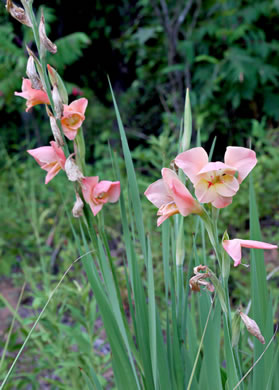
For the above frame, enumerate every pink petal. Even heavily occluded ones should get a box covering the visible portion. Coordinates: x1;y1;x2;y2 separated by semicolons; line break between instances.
224;147;257;183
157;215;169;227
90;203;103;216
22;78;32;91
211;195;232;209
94;180;121;203
144;178;172;208
50;141;66;168
175;147;208;184
223;239;277;267
45;162;61;184
195;179;218;203
14;79;32;96
222;239;242;266
68;98;88;114
214;175;239;197
163;169;201;216
14;90;29;99
81;176;99;203
239;239;277;251
197;161;236;175
61;125;79;140
27;146;57;166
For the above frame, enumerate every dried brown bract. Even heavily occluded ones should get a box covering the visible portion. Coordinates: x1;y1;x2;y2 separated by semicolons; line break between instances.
6;0;32;27
39;11;57;54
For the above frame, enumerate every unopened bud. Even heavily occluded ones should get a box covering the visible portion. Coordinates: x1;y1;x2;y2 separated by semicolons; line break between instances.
239;311;265;344
65;154;84;182
72;193;84;218
47;64;68;104
39;11;57;55
6;0;32;27
26;56;42;90
52;85;64;119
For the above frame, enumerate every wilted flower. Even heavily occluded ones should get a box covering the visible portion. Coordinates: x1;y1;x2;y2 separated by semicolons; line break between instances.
82;177;121;216
189;265;214;293
39;11;57;54
49;114;64;147
61;98;88;140
6;0;32;27
222;238;277;267
72;193;84;218
26;56;42;90
144;168;203;226
52;85;64;119
65;154;84;182
15;78;49;112
175;146;257;208
27;141;66;184
239;311;265;344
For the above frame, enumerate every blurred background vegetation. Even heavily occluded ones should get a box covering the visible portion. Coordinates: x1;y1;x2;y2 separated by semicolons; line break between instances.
1;0;279;388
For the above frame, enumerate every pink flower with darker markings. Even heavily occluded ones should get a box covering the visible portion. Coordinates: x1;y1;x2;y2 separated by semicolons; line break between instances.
82;177;121;216
15;78;50;112
61;98;88;140
27;141;66;184
222;239;277;267
144;168;203;227
175;147;257;209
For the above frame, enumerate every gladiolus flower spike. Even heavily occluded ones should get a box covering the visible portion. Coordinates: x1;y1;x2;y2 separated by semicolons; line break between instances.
27;141;66;184
175;146;257;209
82;177;121;216
222;239;277;267
144;168;203;227
15;78;50;112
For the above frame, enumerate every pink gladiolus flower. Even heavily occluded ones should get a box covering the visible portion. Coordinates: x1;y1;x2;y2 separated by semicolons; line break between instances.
82;177;121;216
15;78;50;112
61;98;88;140
222;239;277;267
175;146;257;208
27;141;66;184
144;168;203;226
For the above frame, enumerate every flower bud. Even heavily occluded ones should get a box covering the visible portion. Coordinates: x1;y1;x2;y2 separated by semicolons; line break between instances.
26;56;42;90
6;0;32;27
52;85;64;119
65;154;84;182
47;64;68;104
239;311;265;344
72;193;84;218
39;11;57;55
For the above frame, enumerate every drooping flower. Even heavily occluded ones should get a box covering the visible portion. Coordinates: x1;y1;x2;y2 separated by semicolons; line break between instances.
222;238;277;267
27;141;66;184
175;146;257;208
15;78;50;112
144;168;203;227
82;177;121;216
61;98;88;140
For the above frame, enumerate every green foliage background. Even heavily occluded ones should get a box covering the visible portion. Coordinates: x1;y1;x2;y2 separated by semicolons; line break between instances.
1;0;279;388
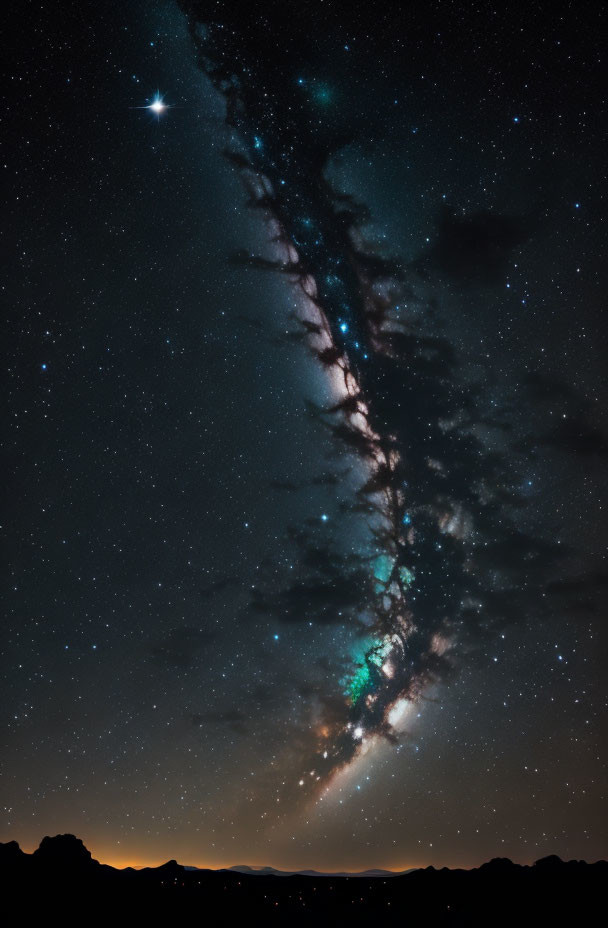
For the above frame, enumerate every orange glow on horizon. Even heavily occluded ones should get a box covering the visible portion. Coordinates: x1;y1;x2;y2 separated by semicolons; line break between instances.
15;832;556;872
95;853;430;873
16;836;430;874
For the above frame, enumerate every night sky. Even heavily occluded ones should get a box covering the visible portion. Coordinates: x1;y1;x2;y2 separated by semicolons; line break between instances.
3;0;607;871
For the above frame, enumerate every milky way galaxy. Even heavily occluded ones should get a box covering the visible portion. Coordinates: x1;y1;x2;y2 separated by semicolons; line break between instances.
180;1;600;805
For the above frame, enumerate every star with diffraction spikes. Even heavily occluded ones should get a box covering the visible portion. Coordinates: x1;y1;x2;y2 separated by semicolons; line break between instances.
134;91;171;120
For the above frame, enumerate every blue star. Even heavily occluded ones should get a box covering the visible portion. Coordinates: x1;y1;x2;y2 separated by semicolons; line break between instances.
147;94;166;116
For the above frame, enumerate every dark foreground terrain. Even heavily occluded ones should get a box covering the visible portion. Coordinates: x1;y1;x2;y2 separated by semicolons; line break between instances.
1;835;605;925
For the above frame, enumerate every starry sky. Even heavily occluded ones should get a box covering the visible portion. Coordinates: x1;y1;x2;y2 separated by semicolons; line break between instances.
3;0;607;871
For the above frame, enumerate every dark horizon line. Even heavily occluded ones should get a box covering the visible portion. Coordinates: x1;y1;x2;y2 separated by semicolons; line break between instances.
3;833;606;876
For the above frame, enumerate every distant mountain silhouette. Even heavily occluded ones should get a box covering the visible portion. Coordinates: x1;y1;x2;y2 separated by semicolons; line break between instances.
1;834;605;925
222;863;415;877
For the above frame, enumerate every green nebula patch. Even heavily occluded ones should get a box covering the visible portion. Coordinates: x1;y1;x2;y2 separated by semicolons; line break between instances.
344;636;393;705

********************

▸ **Work instruction**: Retype all records exactly as shown above, images excluded.

▸ **Result for this exercise**:
For the above frame, enumerate every pink petal. Even heavily occluded ones should get a box covering the visible portion. Coordinates: x1;y1;x2;y2 separated by semicolons; line break between instances.
224;147;257;183
157;215;169;227
90;203;103;216
22;78;32;91
211;195;232;209
94;180;121;203
144;178;172;208
50;141;66;168
175;147;208;184
223;239;277;267
45;162;61;184
195;179;218;203
14;79;32;96
222;239;242;266
68;98;88;114
214;175;239;197
163;169;201;216
14;90;29;99
81;176;99;203
239;239;277;251
197;161;236;175
61;125;79;140
27;146;57;166
For the above frame, enumerate every dried brown bract. Even heavily occluded ones should get a box covering the visible portion. Coordinates: x1;y1;x2;y2 separated by semicolons; line break between instances.
6;0;32;27
39;11;57;54
For the above frame, enumerate every unopened bud. Even heavily occluded ones should get a box covering the visible portion. Coordinates: x1;y1;x2;y2 separated by semicolons; line break between instances.
239;311;265;344
65;154;84;182
72;193;84;218
47;64;68;104
39;11;57;55
6;0;32;27
26;56;42;90
52;85;64;119
For the above frame, enumerate every wilted flower. Even heavily occluded ones should get a box covering the visible portion. Coordinates: x1;y1;x2;y2 separated by semicolons; line break between instances.
82;177;121;216
189;265;214;293
39;11;57;54
49;114;64;147
61;98;88;140
6;0;32;27
222;238;277;267
72;193;84;218
26;56;42;90
144;168;203;226
52;85;64;119
65;154;84;182
15;78;49;112
175;146;257;208
27;141;66;184
239;311;265;344
For the above frame, enumerate every blurred background vegetation. Even heavily occluded ones should get a box covering the visible portion. Coordinates: x1;y1;x2;y2 separated by semicolons; line break between instances.
1;0;279;388
For the above frame, enumerate every pink flower with darker markings. Even heavily occluded ones should get a box covering the visible portion. Coordinates: x1;y1;x2;y2 separated by semicolons; line break between instances.
82;177;121;216
15;78;50;112
61;98;88;140
27;141;66;184
222;239;277;267
144;168;203;227
175;147;257;209
For the above frame, enumerate every gladiolus flower spike. Even heavily occluded ones should get a box covering the visible portion. Coordinates: x1;y1;x2;y2 separated by semicolons; line break between instances.
27;141;66;184
175;146;257;209
82;177;121;216
222;239;277;267
144;168;203;227
15;78;50;112
For the above frame, enumerate every pink gladiolus flower. Even heavily occluded ones should get a box covering the visible portion. Coordinates: x1;y1;x2;y2 separated by semicolons; line break between instances.
82;177;121;216
15;78;50;112
61;98;88;140
222;239;277;267
175;146;257;208
27;141;66;184
144;168;203;226
For the above frame, enumerate every flower bud. Even heavily occluded ones should get a box covering the visible portion. Coordinates: x1;y1;x2;y2 separated by semicolons; line break between instances.
26;56;42;90
6;0;32;27
52;85;64;119
65;154;84;182
47;64;68;104
239;311;265;344
72;193;84;218
39;11;57;55
For the above frame, enumerate every drooping flower. Even heavily occluded ones should get a box covering the visible portion. Coordinates: x1;y1;x2;y2 separated by semicolons; line break between instances.
222;238;277;267
27;141;66;184
175;146;257;208
15;78;50;112
144;168;203;227
82;177;121;216
61;98;88;140
For the above frame, enumerate every green foliage background. Even heavily occluded ones should get a box covering the visible portion. Coordinates: x1;y1;x2;y2 separated by semicolons; line break between instances.
1;0;279;388
For the above frame, enumerate every orange glow on horizon. Even heavily occluded ones should get a box covering the visible portion. Coordinates: x1;y1;x2;y2 separated by semicolons; line break between instances.
15;832;556;872
95;853;430;873
16;836;430;874
For the above frame, enumerate every night sky. Even heavily occluded ones should get a box covering the visible portion. Coordinates: x1;y1;x2;y2 separated by semicolons; line break between instances.
3;0;607;871
For the above frame, enumerate every milky way galaxy. Even heavily occluded ones should get a box covering the visible portion. Coordinates: x1;y1;x2;y2 separated by semicolons; line break between instances.
180;1;600;805
For the above frame, enumerate every star with diffraction spikes. Even heavily occluded ones should get a box covering the visible portion. Coordinates: x1;y1;x2;y2 separated by semicolons; line break between instances.
134;91;171;120
For the above frame, enumerate every blue star. Even heavily occluded ones should get a box covering the visible portion. Coordinates: x1;y1;x2;y2 separated by semicolons; line break between instances.
147;94;166;116
For the above frame, enumerate every dark foreground terrain. Even heavily occluded ones should get a box covering the visible portion. Coordinates: x1;y1;x2;y2 separated by semicolons; line break between instances.
1;835;605;925
For the above frame, enumerate every starry sky. Even heavily occluded ones should get a box covering the visible portion. Coordinates: x1;y1;x2;y2 separated by semicolons; line break between instances.
3;0;607;871
For the above frame, enumerate every dark horizon line. Even heavily occluded ones should get a box covering the visible portion. Coordinates: x1;y1;x2;y2 separated by semicolons; line break between instances.
3;833;606;876
For the above frame, enumerate every distant mountain silhouette. Even heavily occluded ones should get a box covering the visible portion. Coordinates: x1;y1;x2;y2 separated by semicolons; line break between instances.
1;834;605;925
222;863;415;877
For the above frame, enumerate every green nebula patch. Even heavily occluded ones should get a box covering the visible portion. Coordinates: x1;y1;x2;y2 separated by semicolons; line break between instances.
344;636;393;705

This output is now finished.